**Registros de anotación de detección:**
________
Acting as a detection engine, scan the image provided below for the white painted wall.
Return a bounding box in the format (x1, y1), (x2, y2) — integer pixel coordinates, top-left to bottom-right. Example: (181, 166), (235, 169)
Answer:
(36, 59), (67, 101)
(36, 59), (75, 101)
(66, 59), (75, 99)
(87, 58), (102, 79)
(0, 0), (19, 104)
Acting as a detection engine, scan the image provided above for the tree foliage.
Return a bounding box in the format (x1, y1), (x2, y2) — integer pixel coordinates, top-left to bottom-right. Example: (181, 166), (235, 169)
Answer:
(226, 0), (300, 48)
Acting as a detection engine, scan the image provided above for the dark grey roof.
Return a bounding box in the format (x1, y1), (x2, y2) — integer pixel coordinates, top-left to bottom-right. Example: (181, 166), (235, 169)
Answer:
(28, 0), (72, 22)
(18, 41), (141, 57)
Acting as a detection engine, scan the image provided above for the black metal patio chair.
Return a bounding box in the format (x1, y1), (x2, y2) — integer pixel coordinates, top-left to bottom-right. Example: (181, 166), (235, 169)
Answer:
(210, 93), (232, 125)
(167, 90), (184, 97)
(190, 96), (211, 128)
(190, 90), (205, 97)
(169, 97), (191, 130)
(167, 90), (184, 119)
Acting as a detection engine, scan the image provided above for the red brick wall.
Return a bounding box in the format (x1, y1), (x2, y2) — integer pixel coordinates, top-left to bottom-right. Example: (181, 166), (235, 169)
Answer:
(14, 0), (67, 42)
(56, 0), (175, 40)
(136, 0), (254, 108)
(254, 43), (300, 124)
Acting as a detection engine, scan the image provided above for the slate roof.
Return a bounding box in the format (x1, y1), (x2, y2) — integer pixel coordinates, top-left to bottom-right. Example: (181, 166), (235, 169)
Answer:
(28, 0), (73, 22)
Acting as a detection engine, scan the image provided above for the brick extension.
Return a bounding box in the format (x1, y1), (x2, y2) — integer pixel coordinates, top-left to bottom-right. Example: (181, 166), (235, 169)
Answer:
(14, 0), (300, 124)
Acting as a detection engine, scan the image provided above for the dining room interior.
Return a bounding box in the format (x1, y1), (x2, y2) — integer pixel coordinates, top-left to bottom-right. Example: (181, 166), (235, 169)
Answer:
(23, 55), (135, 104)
________
**TRABAJO REQUERIDO:**
Convierte todas las líneas de arriba en una lista JSON de cadenas, con una cadena por cada línea. Omite las líneas en blanco.

**RESPUESTA DESARROLLADA:**
[
  "Acting as a detection engine, scan the image provided below for the white painted wall.",
  "Return a bounding box in the format (x1, y1), (x2, y2) — integer pixel coordinates, top-left to bottom-right. Example: (181, 166), (235, 169)",
  "Answer:",
  "(36, 59), (67, 101)",
  "(36, 59), (75, 101)",
  "(66, 59), (75, 99)",
  "(87, 58), (102, 79)",
  "(0, 0), (19, 104)",
  "Acting as a detection engine, scan the image provided above for the tree foliage.",
  "Return a bounding box in the format (x1, y1), (x2, y2) — integer pixel coordinates, top-left to bottom-right. Example: (181, 166), (235, 169)",
  "Answer:",
  "(226, 0), (300, 48)",
  "Acting as a detection engine, scan the image provided above for the dark grey roof.",
  "Return a bounding box in the format (x1, y1), (x2, y2) — integer pixel coordinates, top-left to bottom-right. Example: (181, 166), (235, 169)",
  "Answer:",
  "(28, 0), (72, 22)",
  "(18, 41), (141, 57)",
  "Acting as a detection engine, scan the image provided above for the black metal patio chair.",
  "Return a bounding box in the format (x1, y1), (x2, y2) — integer pixel coordinates, top-left to bottom-right. Example: (181, 166), (235, 169)",
  "Answer:",
  "(210, 93), (232, 125)",
  "(167, 90), (184, 97)",
  "(190, 96), (211, 128)",
  "(190, 90), (205, 97)",
  "(169, 97), (191, 130)",
  "(167, 90), (184, 119)",
  "Acting as a detection engine, scan the image provided above for the red brick wall.",
  "Return a bounding box in the format (x1, y1), (x2, y2) — integer pixel coordinates, top-left to bottom-right. Example: (181, 166), (235, 169)",
  "Answer:",
  "(14, 0), (67, 42)",
  "(56, 0), (175, 40)",
  "(136, 0), (254, 108)",
  "(254, 43), (300, 124)",
  "Acting as a detection engine, scan the image provided above for the slate roof.",
  "Return a bounding box in the format (x1, y1), (x2, y2) — integer pixel coordinates, top-left to bottom-right. Example: (181, 166), (235, 169)",
  "Answer:",
  "(28, 0), (73, 22)",
  "Acting as a detection engine, scan the image provided above for the brick extension.",
  "Return a bounding box in the format (x1, y1), (x2, y2) — integer pixel coordinates, top-left to bottom-right. Example: (181, 166), (235, 169)",
  "Answer:",
  "(14, 0), (300, 124)",
  "Acting as a detection engine, scan the image provided above for the dining room interior.",
  "Return a bounding box in the format (x1, y1), (x2, y2) — integer pixel coordinates, top-left to bottom-right. Example: (181, 166), (235, 169)",
  "Answer:",
  "(23, 55), (135, 104)"
]